Categoria: Proverbi e Detti

Adda sènde lu škattüsce!

Adda sènde lu škattüsce!

Sentirai lo scoppiettio!

Significato: A breve avrai una spiacevole sorpresa!

È un modo di dire che si comprende appieno solo se si conosce il frecàbbele da cui deriva.

Bisogna riassumerlo qui in poche parole.

Un commerciante disonesto vendeva alla fiera dell’olio alimentare adulterato e un po’ annacquato a poco prezzo.

Un altro losco individuo girava per acquisti nella stessa fiera cercando di spacciare soldi falsi.

Si incontrarono, conclusero presto la trattativa e la compravendita.

Il falsario si compiaceva del suo successo e rivolgendosi mentalmente al venditore gabbato pensò:

“Quanne scange, a da sènde ‘u chjanda-chjande!”= Quando andrai a scambiare i soldi sentirai lo sconforto, perché solo allora ti accorgerai che io ti ho rifilato moneta falsa!

Record di annotazione dei riquadri nelle immagini:

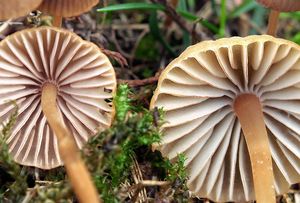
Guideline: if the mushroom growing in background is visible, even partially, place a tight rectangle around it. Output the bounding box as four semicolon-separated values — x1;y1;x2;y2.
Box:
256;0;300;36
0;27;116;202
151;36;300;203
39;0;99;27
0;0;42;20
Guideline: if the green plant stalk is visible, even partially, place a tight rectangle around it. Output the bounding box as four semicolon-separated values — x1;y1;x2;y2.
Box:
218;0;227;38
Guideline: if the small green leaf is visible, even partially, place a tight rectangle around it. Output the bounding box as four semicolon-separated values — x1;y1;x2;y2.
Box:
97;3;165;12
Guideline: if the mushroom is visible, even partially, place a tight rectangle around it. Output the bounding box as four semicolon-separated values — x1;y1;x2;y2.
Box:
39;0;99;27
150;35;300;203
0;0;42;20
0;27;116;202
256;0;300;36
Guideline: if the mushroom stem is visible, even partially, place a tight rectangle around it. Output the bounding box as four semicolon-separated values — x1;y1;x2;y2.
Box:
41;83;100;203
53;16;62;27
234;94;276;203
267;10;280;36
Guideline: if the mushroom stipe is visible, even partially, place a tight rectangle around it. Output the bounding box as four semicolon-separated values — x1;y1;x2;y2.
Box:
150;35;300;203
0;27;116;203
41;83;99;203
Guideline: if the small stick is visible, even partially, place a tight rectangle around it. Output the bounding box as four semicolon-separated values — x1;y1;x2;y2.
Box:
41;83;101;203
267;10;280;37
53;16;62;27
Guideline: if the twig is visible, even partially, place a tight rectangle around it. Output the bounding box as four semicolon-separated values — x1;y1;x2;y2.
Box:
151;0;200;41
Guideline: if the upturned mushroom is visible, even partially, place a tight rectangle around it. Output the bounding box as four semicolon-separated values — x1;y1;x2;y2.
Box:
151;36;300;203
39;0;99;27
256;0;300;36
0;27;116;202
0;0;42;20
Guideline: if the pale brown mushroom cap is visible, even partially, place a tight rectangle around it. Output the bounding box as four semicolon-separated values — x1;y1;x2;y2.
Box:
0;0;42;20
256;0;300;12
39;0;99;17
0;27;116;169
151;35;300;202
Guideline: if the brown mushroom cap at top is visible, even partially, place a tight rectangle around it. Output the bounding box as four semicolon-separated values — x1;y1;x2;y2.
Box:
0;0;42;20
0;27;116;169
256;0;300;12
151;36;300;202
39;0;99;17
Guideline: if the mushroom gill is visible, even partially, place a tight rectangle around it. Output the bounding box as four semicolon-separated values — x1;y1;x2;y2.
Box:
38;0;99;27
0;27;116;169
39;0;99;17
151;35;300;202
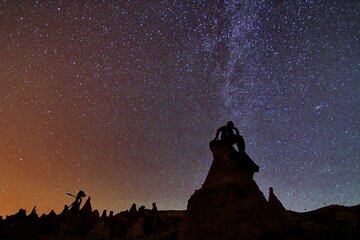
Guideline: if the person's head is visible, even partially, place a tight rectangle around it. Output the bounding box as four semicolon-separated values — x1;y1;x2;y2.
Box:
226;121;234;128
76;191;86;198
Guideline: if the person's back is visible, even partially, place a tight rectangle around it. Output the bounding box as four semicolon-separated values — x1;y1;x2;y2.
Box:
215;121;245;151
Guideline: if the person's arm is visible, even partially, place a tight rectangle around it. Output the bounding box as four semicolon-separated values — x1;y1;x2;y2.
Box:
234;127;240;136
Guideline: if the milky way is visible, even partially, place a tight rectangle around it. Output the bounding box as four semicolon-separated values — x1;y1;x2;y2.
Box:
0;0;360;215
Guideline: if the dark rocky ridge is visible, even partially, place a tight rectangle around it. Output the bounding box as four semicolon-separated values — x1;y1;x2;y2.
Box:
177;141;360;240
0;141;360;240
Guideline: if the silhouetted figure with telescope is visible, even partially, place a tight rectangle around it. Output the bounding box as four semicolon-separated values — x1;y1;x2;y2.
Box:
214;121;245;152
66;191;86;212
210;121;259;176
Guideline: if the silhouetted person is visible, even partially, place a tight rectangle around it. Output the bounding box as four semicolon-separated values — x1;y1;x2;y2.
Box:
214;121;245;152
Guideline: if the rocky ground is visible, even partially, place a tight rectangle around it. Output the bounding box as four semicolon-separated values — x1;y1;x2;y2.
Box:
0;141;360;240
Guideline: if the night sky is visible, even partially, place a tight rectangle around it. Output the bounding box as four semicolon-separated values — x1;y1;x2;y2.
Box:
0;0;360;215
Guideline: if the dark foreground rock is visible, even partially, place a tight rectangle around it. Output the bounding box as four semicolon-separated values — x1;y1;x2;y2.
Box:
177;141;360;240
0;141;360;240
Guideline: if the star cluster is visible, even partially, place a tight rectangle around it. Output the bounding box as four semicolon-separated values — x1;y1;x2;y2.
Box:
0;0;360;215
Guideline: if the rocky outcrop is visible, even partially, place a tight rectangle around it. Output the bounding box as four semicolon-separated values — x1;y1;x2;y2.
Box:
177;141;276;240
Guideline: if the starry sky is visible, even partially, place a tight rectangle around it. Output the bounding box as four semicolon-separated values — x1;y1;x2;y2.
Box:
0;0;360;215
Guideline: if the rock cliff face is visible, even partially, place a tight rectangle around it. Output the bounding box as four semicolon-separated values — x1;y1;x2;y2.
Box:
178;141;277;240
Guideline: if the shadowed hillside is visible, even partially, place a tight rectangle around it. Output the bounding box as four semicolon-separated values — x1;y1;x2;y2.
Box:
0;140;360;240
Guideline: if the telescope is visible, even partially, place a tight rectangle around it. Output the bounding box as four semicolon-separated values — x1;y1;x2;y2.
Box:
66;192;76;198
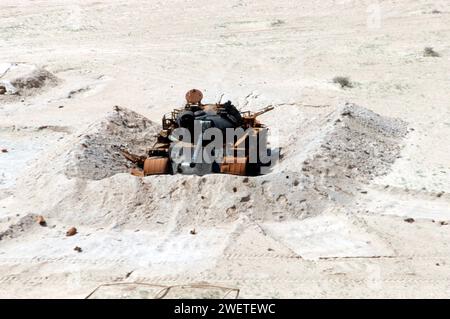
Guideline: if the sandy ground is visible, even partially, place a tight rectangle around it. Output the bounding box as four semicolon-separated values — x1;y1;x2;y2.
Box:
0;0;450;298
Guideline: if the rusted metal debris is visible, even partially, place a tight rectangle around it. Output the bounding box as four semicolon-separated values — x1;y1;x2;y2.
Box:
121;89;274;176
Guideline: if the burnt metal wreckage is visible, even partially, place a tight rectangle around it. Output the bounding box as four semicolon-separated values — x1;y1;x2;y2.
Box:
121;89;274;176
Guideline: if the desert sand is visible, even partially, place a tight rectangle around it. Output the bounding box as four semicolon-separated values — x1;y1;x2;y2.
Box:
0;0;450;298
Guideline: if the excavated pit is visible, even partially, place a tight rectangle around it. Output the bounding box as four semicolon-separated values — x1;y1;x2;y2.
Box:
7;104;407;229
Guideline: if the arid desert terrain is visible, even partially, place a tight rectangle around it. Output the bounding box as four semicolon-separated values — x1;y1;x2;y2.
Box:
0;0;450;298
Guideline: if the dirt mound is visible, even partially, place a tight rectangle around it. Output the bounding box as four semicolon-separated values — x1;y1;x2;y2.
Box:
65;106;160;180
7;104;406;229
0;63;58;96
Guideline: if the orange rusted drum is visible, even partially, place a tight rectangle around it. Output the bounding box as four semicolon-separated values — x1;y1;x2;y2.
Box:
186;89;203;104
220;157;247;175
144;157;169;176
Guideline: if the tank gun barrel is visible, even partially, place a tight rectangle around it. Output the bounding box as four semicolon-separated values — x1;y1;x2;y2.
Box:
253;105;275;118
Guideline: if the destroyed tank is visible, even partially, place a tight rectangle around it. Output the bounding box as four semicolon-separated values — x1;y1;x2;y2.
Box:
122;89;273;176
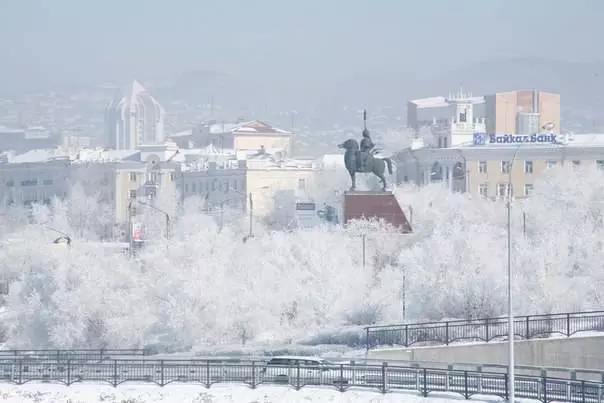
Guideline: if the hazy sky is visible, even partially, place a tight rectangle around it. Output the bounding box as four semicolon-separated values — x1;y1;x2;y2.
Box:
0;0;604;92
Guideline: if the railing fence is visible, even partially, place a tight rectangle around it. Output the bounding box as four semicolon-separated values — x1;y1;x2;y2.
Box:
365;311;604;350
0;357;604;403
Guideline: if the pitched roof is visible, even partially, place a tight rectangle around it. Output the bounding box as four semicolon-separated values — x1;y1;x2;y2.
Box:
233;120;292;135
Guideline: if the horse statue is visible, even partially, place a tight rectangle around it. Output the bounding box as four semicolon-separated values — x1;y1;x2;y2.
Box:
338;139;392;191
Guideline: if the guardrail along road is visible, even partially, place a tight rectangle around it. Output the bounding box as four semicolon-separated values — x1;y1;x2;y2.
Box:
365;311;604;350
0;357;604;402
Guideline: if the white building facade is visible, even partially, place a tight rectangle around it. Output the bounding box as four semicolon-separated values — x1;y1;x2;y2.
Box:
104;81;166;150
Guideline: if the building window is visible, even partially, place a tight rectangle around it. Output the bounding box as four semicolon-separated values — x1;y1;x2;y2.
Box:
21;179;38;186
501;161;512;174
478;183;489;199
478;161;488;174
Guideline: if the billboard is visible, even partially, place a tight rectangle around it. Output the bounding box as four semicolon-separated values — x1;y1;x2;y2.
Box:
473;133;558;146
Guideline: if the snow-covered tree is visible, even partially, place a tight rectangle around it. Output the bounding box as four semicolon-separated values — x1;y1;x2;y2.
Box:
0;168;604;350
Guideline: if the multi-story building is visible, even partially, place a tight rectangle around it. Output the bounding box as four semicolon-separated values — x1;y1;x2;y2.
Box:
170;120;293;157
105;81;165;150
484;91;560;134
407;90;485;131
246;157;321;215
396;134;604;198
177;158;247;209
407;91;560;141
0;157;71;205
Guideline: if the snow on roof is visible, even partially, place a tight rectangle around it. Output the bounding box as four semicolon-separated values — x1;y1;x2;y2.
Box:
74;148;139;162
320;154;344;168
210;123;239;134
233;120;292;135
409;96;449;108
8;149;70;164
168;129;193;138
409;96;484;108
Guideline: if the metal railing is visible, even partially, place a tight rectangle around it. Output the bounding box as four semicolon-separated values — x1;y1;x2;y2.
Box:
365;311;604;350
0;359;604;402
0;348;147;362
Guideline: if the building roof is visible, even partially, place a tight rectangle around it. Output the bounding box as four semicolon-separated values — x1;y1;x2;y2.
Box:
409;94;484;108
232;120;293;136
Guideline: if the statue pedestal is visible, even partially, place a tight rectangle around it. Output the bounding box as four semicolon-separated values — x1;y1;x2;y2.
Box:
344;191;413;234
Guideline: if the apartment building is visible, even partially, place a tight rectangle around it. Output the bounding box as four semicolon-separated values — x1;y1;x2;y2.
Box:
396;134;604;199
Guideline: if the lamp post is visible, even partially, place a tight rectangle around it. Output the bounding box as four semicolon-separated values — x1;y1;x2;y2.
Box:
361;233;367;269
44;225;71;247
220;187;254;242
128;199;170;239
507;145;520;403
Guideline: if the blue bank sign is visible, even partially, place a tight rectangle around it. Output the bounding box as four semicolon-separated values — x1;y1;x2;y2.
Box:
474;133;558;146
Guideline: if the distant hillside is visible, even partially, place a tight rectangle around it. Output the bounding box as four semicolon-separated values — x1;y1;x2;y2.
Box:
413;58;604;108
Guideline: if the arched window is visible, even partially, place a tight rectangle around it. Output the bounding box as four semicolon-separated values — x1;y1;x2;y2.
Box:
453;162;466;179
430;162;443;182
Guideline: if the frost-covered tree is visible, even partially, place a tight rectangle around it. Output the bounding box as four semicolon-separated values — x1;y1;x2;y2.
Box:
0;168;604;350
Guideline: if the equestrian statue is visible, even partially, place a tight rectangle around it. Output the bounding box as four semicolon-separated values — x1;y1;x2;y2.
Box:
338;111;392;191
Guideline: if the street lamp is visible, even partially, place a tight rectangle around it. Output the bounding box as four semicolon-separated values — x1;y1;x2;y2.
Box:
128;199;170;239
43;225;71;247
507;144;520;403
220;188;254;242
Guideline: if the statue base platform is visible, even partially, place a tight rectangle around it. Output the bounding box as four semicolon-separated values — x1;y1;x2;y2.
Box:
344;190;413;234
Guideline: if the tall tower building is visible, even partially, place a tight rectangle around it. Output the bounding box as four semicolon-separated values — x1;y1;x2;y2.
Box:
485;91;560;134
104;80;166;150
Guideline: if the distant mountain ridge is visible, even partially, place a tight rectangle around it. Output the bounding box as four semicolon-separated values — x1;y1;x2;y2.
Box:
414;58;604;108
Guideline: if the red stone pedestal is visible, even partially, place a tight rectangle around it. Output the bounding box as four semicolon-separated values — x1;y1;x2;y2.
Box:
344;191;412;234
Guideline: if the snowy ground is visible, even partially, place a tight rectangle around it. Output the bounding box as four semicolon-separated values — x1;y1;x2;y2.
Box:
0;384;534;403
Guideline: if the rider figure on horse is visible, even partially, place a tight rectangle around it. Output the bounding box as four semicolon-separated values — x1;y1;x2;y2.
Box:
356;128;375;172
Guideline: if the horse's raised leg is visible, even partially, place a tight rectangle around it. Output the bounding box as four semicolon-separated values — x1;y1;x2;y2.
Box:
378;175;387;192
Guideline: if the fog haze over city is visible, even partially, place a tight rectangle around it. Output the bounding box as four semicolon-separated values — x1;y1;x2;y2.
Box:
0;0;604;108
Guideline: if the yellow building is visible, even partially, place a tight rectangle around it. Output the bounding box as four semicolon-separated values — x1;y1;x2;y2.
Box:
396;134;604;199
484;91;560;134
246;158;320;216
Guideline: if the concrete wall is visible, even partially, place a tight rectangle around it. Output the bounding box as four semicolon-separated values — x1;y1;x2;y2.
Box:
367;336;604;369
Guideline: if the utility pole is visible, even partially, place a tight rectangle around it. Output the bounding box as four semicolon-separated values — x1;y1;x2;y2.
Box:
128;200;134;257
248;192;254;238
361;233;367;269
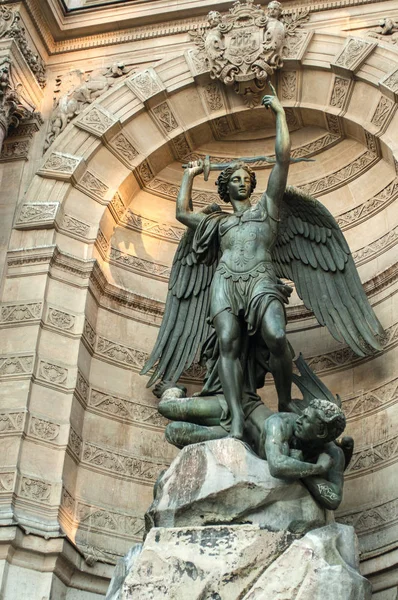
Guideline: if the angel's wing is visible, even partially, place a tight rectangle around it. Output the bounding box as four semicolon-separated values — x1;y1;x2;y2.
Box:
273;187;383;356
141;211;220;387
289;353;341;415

• _Consegne_:
1. Traduci in inglese questa frase del testo sul proverbio: «Un altro losco individuo girava per acquisti nella stessa fiera cercando di spacciare soldi falsi.»
2. Ricopia parola per parola il passo del testo sul proverbio che comincia con "Un commerciante disonesto" e finisce con "rifilato moneta falsa!".
Le righe non servono per svolgere il lavoro.

• _Soluzioni_:
1. Another shady individual was going around the same fair making purchases, trying to pass off counterfeit money.

2.
Un commerciante disonesto vendeva alla fiera dell’olio alimentare adulterato e un po’ annacquato a poco prezzo.

Un altro losco individuo girava per acquisti nella stessa fiera cercando di spacciare soldi falsi.

Si incontrarono, conclusero presto la trattativa e la compravendita.

Il falsario si compiaceva del suo successo e rivolgendosi mentalmente al venditore gabbato pensò:

“Quanne scange, a da sènde ‘u chjanda-chjande!”= Quando andrai a scambiare i soldi sentirai lo sconforto, perché solo allora ti accorgerai che io ti ho rifilato moneta falsa!